SELECTED EXTRACT:
1Johns Hopkins University School of Medicine, Baltimore, MD, USA, 2University of Pittsburgh Medical Center, Pittsburgh, PA, USA.

BACKGROUND:
Reconstructive transplantation represents a bona fide option for select patients with devastating tissue loss, which could better restore the appearance, anatomy, and function than any other conventional treatment currently available. Despite favorable outcomes, broad clinical application of reconstructive transplantation is limited by the potential side effects of chronic multidrug immunosuppression. We have developed a method of targeted immunomodulation utilizing donor bone marrow (BM) infusion combined with co-stimulation blockade in a preclinical model of complete MHC-mismatched swine heterotopic hind limb transplantation.
METHODS:
MGH miniature swine (n=24) underwent heterotopic hind limb transplantation containing intact vascularized BM and received a short course of 30 days of Tacrolimus monotherapy. Animals in BM infusion group received 60 million cells/Kg of whole unmodified BM. Group 1 (control) received no treatment. Group 2 received 30 days of Tacrolimus only; Group 3 received irradiation and Tacrolimus; Group 4 received irradiation, BM infusion and Tacrolimus; Group 5 received Tacrolimus and CTLA4-lg; and Group 6 received BM infusion, Tacrolimus and CTLA4Ig fusion protein.

Point localization data:
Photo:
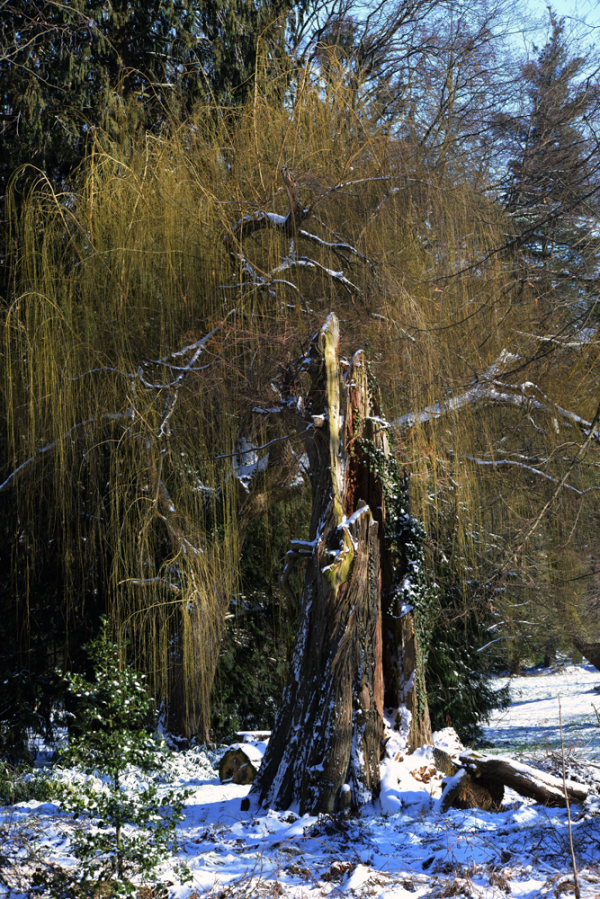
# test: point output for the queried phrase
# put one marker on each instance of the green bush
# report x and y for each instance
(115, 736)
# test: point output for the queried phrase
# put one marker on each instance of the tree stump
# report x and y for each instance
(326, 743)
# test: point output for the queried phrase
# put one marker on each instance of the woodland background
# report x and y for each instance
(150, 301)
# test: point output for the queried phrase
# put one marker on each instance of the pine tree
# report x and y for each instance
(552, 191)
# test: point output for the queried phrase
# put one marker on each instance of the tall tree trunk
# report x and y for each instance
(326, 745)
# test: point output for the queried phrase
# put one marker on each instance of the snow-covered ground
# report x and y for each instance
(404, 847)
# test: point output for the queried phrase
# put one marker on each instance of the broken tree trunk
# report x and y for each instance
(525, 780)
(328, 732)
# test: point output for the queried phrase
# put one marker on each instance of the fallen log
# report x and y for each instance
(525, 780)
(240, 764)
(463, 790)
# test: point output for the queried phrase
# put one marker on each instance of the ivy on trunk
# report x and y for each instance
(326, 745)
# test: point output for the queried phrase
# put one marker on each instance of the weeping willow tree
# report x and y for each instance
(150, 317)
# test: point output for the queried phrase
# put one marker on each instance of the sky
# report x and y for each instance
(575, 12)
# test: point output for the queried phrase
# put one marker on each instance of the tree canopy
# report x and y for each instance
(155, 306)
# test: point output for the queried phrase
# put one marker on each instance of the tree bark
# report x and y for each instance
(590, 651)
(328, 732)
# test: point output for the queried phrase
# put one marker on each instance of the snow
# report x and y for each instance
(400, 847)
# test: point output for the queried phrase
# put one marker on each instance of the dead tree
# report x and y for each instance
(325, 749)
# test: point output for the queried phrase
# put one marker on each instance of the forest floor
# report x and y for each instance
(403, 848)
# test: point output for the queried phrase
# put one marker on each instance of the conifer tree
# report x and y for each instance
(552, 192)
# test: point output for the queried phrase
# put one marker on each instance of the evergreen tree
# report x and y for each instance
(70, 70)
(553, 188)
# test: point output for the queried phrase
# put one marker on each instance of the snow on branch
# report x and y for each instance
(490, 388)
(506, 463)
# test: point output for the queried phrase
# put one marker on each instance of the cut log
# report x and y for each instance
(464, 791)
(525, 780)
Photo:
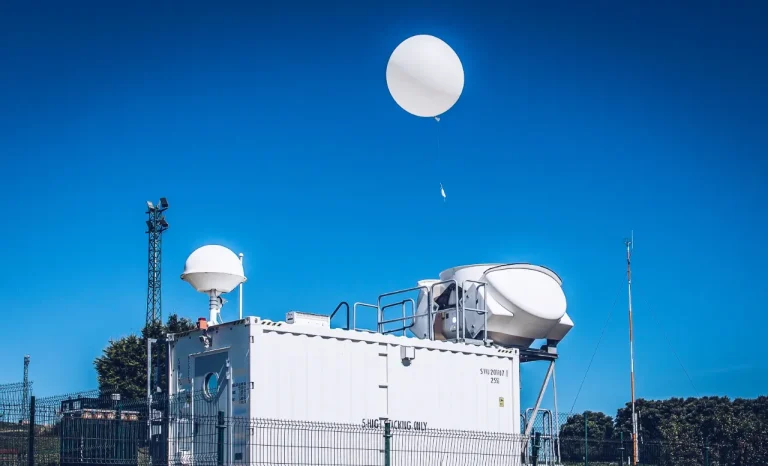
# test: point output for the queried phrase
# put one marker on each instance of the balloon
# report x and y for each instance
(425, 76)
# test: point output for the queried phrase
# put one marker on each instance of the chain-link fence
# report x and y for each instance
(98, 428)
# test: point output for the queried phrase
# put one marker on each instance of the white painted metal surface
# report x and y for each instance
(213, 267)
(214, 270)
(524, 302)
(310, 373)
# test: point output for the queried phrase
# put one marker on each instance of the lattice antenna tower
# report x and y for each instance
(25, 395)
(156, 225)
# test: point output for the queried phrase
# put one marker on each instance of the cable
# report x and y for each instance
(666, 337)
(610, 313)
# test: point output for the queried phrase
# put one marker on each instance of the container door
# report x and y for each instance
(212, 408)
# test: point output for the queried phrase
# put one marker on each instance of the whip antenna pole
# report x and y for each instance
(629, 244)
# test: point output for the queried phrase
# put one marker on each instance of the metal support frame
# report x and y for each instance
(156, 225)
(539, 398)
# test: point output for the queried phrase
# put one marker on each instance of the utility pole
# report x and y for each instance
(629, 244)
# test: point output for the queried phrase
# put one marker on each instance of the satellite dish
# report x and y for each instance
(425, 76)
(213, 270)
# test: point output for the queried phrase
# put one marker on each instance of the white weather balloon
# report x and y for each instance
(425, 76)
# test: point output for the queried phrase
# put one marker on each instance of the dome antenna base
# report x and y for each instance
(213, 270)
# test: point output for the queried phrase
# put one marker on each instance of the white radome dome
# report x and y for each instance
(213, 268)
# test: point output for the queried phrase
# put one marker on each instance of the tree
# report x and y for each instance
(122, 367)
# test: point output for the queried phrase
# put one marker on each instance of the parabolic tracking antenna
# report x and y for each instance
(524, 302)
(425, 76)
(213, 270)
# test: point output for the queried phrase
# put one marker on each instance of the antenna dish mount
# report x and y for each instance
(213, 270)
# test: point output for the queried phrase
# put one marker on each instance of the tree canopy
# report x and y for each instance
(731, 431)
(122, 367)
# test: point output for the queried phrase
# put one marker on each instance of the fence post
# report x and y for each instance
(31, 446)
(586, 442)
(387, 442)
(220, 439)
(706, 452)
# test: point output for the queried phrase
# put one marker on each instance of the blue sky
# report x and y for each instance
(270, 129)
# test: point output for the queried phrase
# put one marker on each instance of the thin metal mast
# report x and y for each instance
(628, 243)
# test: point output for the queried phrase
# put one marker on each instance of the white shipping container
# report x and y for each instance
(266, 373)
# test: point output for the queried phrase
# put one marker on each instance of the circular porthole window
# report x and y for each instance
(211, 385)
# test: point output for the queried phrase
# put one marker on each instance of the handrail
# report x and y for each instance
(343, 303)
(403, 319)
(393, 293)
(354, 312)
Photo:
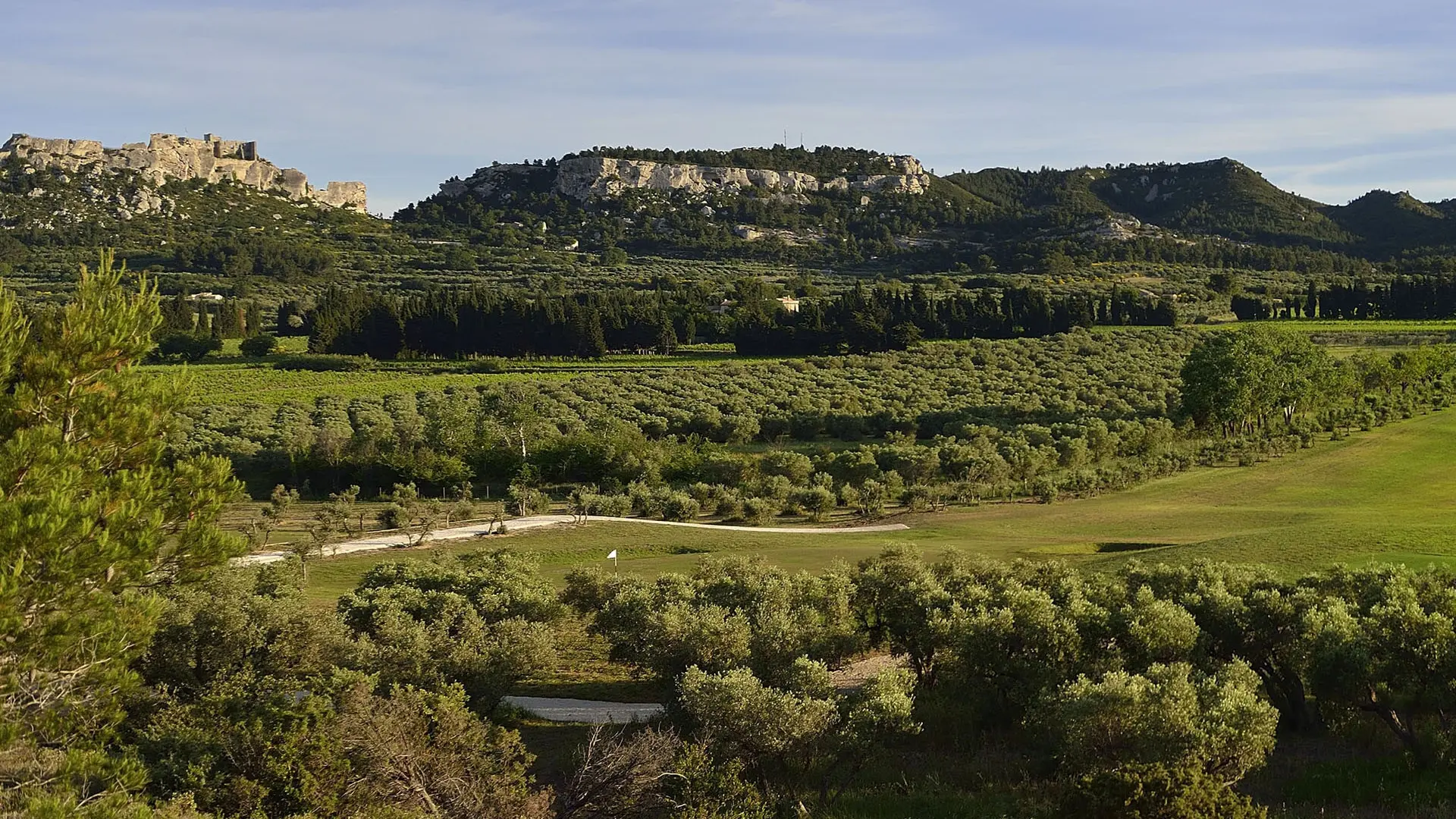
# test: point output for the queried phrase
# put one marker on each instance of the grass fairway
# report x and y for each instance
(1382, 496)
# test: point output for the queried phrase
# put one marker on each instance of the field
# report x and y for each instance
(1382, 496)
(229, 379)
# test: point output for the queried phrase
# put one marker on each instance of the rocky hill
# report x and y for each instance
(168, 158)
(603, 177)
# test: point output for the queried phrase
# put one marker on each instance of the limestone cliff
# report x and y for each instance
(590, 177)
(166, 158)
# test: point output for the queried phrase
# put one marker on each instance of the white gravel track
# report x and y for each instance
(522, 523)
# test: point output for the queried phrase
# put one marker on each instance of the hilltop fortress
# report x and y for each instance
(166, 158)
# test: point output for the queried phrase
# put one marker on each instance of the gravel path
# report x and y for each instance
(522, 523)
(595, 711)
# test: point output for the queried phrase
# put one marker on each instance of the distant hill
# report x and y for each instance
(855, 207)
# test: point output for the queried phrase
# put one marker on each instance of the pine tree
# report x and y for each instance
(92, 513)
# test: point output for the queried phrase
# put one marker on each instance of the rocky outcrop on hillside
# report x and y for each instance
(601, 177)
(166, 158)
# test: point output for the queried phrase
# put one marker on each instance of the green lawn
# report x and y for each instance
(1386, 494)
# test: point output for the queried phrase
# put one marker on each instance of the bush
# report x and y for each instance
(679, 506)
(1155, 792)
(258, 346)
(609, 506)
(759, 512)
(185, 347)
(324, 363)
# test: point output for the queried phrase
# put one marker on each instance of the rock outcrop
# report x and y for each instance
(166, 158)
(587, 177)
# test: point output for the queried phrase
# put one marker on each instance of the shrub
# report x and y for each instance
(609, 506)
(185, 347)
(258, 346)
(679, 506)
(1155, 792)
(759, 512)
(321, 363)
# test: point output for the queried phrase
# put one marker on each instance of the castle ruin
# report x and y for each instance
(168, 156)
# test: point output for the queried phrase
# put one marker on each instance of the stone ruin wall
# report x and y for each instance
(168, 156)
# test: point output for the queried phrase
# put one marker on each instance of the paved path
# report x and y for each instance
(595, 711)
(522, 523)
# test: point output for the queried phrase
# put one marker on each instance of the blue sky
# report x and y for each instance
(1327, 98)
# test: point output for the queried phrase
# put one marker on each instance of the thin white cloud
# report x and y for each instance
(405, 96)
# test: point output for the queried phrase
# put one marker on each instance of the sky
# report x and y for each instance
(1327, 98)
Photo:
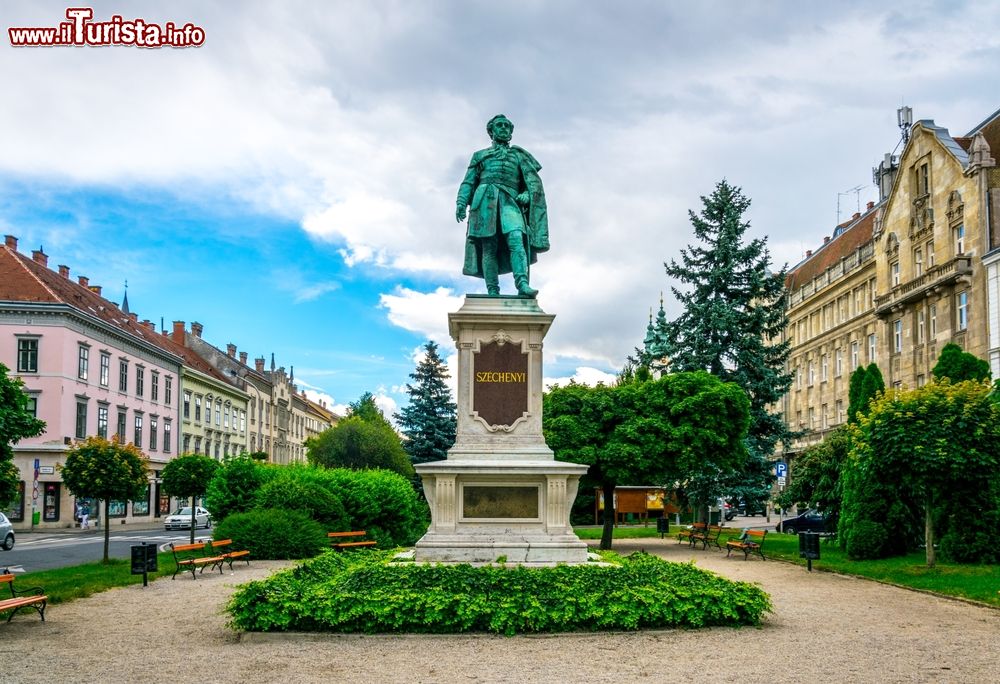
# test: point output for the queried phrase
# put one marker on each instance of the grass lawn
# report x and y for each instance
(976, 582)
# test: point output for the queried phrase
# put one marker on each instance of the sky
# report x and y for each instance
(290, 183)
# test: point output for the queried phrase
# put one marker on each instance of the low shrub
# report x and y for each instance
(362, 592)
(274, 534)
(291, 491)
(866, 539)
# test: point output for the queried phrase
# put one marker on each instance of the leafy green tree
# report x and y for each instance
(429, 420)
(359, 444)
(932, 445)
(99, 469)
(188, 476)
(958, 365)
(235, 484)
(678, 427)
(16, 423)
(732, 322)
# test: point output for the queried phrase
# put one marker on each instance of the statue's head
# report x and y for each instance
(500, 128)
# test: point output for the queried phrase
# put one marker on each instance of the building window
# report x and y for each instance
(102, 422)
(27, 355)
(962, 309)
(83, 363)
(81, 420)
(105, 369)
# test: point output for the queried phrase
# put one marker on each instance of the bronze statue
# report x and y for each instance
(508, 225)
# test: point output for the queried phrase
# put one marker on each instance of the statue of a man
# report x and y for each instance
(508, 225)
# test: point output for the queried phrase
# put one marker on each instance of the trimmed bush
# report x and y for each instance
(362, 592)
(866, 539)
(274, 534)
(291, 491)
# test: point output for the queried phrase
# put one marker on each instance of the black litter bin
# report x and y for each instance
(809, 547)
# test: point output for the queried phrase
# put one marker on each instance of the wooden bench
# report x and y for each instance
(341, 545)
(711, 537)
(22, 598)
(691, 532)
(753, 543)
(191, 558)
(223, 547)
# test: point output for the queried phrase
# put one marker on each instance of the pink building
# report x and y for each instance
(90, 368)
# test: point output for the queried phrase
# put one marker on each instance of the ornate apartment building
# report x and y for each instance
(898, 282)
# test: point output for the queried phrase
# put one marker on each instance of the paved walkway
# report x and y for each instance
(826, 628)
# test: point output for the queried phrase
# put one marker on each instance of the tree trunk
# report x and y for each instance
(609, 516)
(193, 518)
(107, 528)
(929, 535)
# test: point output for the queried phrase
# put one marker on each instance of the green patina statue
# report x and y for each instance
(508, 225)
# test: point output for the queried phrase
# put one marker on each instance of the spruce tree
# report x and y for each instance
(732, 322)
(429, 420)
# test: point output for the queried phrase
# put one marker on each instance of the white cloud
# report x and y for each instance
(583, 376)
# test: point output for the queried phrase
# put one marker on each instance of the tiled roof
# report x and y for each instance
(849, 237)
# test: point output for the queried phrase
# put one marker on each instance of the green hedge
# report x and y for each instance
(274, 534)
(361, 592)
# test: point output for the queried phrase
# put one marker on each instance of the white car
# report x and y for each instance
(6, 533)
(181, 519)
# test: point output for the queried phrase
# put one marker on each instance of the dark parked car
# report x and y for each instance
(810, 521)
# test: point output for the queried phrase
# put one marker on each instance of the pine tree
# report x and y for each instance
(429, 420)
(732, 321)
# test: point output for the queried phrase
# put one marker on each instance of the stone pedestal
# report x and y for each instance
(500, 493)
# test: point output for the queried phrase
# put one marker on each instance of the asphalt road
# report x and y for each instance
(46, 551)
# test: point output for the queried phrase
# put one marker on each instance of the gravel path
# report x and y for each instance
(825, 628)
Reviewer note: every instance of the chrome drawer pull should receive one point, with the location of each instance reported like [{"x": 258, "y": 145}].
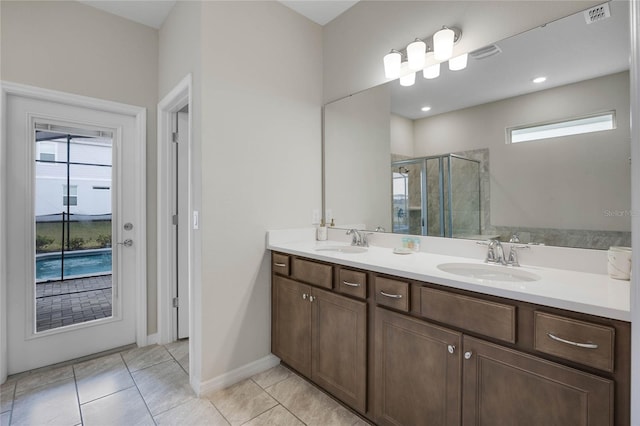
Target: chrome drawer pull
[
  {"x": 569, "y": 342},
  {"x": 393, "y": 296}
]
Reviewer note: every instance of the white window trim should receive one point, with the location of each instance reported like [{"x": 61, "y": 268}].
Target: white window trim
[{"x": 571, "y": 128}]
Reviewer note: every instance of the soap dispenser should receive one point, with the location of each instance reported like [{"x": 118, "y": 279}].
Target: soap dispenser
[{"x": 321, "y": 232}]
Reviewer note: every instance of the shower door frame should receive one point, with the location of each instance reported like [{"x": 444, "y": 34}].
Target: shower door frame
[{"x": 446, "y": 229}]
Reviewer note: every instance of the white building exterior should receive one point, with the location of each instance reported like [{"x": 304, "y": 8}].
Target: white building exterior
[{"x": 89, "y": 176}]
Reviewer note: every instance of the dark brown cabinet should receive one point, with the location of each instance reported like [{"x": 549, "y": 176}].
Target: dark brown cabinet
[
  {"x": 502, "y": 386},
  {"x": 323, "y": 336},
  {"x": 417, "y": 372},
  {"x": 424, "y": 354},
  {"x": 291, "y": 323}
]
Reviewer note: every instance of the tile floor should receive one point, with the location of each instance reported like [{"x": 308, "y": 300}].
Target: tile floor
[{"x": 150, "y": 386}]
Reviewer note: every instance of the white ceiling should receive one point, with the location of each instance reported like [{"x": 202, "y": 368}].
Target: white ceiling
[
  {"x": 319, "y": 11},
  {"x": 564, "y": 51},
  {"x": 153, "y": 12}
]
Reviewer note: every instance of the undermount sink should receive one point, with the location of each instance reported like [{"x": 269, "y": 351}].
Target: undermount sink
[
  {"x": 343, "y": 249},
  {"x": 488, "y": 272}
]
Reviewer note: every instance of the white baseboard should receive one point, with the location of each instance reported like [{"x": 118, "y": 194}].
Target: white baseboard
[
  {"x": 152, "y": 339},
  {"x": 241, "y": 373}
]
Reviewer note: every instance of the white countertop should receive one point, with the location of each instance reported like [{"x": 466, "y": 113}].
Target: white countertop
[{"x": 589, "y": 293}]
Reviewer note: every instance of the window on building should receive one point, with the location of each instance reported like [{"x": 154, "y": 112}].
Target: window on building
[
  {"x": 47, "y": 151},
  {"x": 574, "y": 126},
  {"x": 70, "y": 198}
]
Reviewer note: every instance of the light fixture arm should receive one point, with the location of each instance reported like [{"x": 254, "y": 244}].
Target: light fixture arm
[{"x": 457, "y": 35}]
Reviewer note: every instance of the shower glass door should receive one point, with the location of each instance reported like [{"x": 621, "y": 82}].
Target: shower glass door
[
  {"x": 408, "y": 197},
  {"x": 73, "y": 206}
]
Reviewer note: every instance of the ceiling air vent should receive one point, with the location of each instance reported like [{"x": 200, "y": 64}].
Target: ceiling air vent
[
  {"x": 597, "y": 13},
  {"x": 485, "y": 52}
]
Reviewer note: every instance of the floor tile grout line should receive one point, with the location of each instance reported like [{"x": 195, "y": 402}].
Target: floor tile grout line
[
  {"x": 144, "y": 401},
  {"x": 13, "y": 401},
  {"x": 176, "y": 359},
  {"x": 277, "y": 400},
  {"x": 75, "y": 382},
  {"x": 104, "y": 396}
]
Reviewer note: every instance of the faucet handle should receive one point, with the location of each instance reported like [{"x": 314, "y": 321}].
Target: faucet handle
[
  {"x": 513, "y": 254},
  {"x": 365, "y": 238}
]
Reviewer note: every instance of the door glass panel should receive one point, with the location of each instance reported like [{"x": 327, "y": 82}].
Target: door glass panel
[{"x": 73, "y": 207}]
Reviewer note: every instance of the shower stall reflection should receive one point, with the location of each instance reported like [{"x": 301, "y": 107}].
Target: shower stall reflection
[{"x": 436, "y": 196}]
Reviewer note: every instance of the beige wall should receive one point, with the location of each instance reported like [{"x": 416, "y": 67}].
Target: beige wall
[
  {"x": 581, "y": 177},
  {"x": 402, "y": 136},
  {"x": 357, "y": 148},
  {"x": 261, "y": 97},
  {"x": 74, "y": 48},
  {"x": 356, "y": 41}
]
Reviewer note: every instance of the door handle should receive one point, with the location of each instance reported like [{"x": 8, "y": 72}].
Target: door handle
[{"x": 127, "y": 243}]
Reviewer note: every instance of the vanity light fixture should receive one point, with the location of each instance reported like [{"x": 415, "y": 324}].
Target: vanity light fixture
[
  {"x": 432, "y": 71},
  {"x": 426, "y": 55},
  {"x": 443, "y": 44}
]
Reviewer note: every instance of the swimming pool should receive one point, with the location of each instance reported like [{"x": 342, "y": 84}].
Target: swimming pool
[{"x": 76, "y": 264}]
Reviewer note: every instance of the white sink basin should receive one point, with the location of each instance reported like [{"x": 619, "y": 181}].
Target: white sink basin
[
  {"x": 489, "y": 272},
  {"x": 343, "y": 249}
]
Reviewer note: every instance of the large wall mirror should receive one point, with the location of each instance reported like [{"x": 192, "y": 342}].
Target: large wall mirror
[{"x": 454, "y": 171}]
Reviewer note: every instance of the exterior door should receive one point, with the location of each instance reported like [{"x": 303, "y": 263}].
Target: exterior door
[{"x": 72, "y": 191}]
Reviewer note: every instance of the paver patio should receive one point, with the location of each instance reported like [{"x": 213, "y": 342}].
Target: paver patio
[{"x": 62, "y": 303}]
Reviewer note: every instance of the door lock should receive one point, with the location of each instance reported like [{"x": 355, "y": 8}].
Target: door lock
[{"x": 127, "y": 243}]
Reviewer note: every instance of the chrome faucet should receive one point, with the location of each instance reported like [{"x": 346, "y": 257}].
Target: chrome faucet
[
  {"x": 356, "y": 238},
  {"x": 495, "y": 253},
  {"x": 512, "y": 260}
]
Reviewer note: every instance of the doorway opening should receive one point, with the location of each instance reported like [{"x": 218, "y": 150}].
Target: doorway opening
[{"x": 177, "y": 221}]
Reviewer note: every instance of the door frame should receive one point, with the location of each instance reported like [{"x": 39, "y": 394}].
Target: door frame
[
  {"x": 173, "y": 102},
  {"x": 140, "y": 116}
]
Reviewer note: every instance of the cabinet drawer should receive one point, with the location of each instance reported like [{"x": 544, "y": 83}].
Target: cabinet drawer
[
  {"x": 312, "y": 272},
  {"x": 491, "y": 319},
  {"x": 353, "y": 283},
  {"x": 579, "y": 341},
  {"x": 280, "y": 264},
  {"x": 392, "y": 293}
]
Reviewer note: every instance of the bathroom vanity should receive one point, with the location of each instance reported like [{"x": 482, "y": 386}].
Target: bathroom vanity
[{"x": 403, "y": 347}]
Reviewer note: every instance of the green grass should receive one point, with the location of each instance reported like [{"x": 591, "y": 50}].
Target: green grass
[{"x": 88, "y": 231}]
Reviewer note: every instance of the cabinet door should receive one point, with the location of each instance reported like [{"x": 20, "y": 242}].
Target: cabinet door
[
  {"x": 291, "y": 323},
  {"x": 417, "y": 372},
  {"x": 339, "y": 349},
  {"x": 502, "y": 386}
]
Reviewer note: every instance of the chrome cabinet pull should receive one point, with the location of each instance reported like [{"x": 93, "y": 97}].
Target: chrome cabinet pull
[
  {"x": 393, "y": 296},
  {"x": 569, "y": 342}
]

REQUIREMENT 1:
Can you duplicate the part of the swine hind limb transplantation abstract that runs from "1Johns Hopkins University" down to "hind limb transplantation."?
REQUIREMENT 2:
Would you finish out the next part of the swine hind limb transplantation abstract, starting after its last sentence?
These records are separate material and have nothing to do with the abstract.

RESULT 1:
1Johns Hopkins University School of Medicine, Baltimore, MD, USA, 2University of Pittsburgh Medical Center, Pittsburgh, PA, USA.

BACKGROUND:
Reconstructive transplantation represents a bona fide option for select patients with devastating tissue loss, which could better restore the appearance, anatomy, and function than any other conventional treatment currently available. Despite favorable outcomes, broad clinical application of reconstructive transplantation is limited by the potential side effects of chronic multidrug immunosuppression. We have developed a method of targeted immunomodulation utilizing donor bone marrow (BM) infusion combined with co-stimulation blockade in a preclinical model of complete MHC-mismatched swine heterotopic hind limb transplantation.

RESULT 2:
RESULTS:
Microchimerism was established in all animals after BM cell infusion. Transplanted animals in Group 1 (Control) rejected the allograft 5 to 8 days after transplantation. Group 2 (Tacrolimus only) rejected the allograft (skin and muscle) 30-32 days after transplantation. Group 3 (Irradiation and Tacrolimus) rejected the allograft (skin and muscle) 35-37 days after transplantation. Group 4 (Irradiation, BM and Tacrolimus) rejected the skin portion of the allograft at 50, 52, and 53 days post-transplant. Remaining allograft components (muscle, bone, nerve, vessel) survived indefinitely. Group 5 (CTLA4Ig and Tacrolimus) animals demonstrated significantly prolonged muscle survival beyond 150 days post-transplant; the skin component survived past 150 days in 3 out of 5 animals (Figure 1). Skin and muscle histology in all long-term surviving animals were rejection-free (Figure 2). Group 6 (CTLA4Ig, BM and Tacrolimus) is currently in progress with rejection free survival beyond 140 days post-transplant in all animals.
CONCLUSIONS:
High-dose BM cell infusion results in stable levels of micro-chimerism. The addition of co-stimulatory blockade (CTLA4Ig) enabled us to optimize induction therapy, further reduce maintenance immunosuppression, and indefinitely prolong graft survival. Such targeted immunomodulatory protocols that combine BM cell-based strategies and biologics might facilitate immune tolerance and eliminate the need for multi-drug immunosuppression to maintain graft survival after VCA.